### SELECTED EXCERPT
⁂

Scoring is the same as in full size skittles. The foremost pin doubles the number of points. If three are hit in a row, they count as nine. If all the skittles fall, it is a 'sow' (Sau) and scores 36 points. If only the innermost one remains, it is a 'little wreath' (Kranzl) and scores 24 points.

=== Variants ===
- Schanzeln: Three spins per player, points are added.
- Abräumen ("sweeping off"): Three spins, with no repositioning between spins. If there is a tie for most, there is a playoff. The next round begins with fresh stakes and all players (not just those who came first) can play again. This goes on until there is a winner.

=== Tournaments ===
Tournaments are held regularly and runs as follows: there is a Stand in which 5 spins may be played (with or without money). The points are added up. Three trial spins are allowed before each new game. If the player likes the trial spin, he can count this as the first game and waive the rest. The three best Stands are added up. The winner is one with the most points over three best Stands. A special feature is the writing down (owischreibe). If you are playing a Stand and have made a particularly good spin, you can abandon the current Stand and start the new Stand with this spin.

⁂

### SOURCE MATERIAL
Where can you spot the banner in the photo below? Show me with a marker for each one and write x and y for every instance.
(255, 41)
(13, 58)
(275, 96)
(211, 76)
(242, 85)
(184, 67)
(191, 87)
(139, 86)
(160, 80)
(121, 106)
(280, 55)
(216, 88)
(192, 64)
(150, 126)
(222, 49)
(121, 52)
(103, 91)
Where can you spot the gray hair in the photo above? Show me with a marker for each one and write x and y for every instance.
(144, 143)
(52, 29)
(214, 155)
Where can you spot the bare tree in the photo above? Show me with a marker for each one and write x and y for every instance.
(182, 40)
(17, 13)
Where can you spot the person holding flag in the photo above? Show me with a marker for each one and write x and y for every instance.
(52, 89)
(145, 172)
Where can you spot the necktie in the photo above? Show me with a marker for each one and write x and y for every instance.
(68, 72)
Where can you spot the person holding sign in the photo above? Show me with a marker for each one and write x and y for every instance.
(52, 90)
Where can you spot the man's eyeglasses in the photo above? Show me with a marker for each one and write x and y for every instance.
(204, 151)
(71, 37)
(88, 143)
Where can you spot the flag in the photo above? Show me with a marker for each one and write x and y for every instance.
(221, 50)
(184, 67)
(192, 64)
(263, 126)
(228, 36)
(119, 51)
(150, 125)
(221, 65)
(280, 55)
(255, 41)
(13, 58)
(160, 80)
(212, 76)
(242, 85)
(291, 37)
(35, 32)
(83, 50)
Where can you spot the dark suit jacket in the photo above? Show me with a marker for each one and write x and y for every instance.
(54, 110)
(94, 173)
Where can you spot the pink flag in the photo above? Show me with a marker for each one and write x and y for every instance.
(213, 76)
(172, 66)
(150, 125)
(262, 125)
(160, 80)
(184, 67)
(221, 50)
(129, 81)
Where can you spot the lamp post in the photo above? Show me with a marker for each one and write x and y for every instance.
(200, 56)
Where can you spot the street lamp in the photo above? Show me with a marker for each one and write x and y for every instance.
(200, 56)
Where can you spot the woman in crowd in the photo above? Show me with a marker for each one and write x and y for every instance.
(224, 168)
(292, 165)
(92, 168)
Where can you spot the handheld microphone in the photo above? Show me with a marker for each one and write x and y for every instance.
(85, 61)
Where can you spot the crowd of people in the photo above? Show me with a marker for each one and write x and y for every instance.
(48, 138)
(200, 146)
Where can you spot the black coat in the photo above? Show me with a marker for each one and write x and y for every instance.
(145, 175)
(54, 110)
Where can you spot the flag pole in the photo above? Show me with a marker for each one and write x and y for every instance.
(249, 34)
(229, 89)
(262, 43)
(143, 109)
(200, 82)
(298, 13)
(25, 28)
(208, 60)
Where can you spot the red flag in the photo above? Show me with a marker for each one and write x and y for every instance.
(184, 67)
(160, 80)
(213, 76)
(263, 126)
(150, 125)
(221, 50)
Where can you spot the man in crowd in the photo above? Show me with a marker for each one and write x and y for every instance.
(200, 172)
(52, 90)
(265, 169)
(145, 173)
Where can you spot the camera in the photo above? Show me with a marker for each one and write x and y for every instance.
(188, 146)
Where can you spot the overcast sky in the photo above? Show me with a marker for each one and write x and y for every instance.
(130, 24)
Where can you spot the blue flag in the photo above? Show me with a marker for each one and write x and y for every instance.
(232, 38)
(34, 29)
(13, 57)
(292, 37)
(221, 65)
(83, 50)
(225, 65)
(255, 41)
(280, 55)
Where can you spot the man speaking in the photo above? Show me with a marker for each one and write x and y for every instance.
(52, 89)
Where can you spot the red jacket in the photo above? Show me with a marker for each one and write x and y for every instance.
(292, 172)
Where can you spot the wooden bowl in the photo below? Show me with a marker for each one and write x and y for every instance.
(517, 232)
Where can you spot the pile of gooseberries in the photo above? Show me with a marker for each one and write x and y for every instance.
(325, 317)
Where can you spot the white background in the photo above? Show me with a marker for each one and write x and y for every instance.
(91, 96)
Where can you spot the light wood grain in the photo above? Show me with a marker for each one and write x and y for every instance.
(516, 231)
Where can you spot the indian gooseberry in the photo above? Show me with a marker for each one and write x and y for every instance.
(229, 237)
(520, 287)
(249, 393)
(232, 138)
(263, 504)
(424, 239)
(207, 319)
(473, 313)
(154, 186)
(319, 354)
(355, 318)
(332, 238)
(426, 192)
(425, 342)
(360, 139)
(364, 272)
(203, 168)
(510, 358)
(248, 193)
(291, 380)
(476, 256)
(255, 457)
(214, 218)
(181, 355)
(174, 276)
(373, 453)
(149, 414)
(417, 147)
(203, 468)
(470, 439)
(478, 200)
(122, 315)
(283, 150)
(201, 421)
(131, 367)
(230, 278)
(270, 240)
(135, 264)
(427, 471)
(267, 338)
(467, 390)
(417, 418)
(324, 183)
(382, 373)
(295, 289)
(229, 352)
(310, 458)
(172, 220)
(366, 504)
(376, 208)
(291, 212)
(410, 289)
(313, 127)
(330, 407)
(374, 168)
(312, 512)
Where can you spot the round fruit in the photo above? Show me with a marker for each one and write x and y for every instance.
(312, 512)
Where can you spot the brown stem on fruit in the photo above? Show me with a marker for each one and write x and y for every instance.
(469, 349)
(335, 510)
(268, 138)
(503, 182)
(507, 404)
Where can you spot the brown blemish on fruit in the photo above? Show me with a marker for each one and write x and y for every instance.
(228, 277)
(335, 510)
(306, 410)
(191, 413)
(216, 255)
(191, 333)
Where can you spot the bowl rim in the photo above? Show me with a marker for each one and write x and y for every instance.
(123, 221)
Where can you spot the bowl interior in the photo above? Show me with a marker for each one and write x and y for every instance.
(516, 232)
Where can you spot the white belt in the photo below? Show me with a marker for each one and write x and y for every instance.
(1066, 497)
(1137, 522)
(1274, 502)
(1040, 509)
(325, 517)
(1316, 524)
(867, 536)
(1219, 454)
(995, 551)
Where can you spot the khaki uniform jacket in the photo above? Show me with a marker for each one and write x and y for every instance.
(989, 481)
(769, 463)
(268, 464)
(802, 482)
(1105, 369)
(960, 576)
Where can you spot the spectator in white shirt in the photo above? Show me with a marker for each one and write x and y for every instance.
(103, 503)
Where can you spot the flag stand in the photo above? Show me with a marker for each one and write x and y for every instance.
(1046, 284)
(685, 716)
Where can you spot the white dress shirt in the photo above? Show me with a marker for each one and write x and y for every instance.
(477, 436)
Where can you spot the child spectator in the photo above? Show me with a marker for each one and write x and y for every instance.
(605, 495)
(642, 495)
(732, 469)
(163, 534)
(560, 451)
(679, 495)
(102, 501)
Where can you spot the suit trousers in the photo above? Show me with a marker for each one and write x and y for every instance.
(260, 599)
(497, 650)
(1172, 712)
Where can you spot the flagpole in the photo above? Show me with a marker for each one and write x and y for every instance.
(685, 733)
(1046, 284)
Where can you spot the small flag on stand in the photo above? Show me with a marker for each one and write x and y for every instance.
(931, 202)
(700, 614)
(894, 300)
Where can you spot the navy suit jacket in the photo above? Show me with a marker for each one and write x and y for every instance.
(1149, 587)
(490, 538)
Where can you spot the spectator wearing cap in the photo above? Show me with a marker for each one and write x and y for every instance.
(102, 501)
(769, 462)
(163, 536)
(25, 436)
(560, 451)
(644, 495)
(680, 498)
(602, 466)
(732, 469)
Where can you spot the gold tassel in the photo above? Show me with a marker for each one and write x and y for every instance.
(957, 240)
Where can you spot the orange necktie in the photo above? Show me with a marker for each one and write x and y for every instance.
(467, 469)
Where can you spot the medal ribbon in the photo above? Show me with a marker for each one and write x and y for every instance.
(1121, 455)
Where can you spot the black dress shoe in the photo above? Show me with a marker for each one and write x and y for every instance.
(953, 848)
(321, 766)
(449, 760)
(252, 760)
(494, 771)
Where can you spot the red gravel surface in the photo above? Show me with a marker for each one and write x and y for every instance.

⁂

### INSTRUCTIONS
• a. Do the following statements agree with the text on skittles scoring and play? Answer yes or no for each and quote the deciding words of the text.
(i) A 'little wreath' (Kranzl) scores 36 points.
(ii) In Abräumen, the skittles are not repositioned between spins.
(iii) Before each new tournament game, a player is allowed five trial spins.
• b. Carry the text on skittles scoring and play forward, starting after its final sentence.

### ANSWERS TO THE PROBLEMS
• a.
(i) No: "If only the innermost one remains, it is a 'little wreath' (Kranzl) and scores 24 points."
(ii) Yes: "Three spins, with no repositioning between spins."
(iii) No: "Three trial spins are allowed before each new game."

• b.
=== Cleaning the alley ===
Since some players spin using ashes or chalk to achieve a better grip, for example with wet fingers, the track repeatedly gets dirty. It track is usually cleaned with schnaps (Obstler). You can also use window cleaner, with the disadvantage that the alley sometimes becomes too slick or slippery. The track is then usually cleaned with kitchen roll.

== Garmisch table skittles ==
A regional variation in the area around Garmisch-Partenkirchen (known locally as Werdenfelser Land) is what is known here as Stoßbuddeln (or Stossbuddeln). Using a cue stick the player hits a ball in order to hit as many of the nine pins on a miniature bowling alley as possible.

The first table of this kind was probably the one made around 1940 in a coffee house in Switzerland. This even has a manual resetting facility.